=== SOURCE ===

Blessed Chillin’ in Cebu
Cebu is second largest city in the Philippines, after Manila, making it also highly developed. In fact, at times you can completely forget you’re on an island. But its rich colonial heritage and the 167 surrounding islands ensure it’s still a great destination that’s got a bit of everything.
The Shrines and the Churches
Five centuries ago, a Spanish fleet led by Portuguese explorer Ferdinand Magellan came ashore at Cebu. So began the country’s long history of Western colonization, followed by Japanese occupation during World War II. Given this complex history and cultural diversity, it’s no surprise that Cebu is home to many shrines and churches. To see them all, you’ll probably have to spare a day or two, but here are a few highlights not to miss.

=== SUPPLIED MATERIAL ===

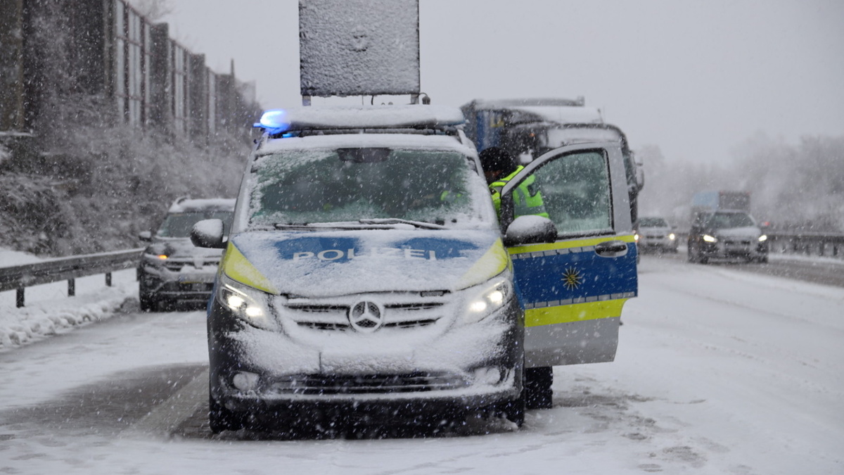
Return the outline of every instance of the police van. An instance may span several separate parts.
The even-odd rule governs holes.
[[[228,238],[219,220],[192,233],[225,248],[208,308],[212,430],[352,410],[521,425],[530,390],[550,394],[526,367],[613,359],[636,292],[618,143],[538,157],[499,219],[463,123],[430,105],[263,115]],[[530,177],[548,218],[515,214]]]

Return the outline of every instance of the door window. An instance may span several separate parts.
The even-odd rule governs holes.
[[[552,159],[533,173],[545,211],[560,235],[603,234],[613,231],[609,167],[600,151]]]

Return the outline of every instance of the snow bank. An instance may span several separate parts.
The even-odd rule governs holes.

===

Please say who led the Spanish fleet that came ashore at Cebu five centuries ago, according to the Cebu travel piece. The listing comes from a separate source.

The Portuguese explorer Ferdinand Magellan.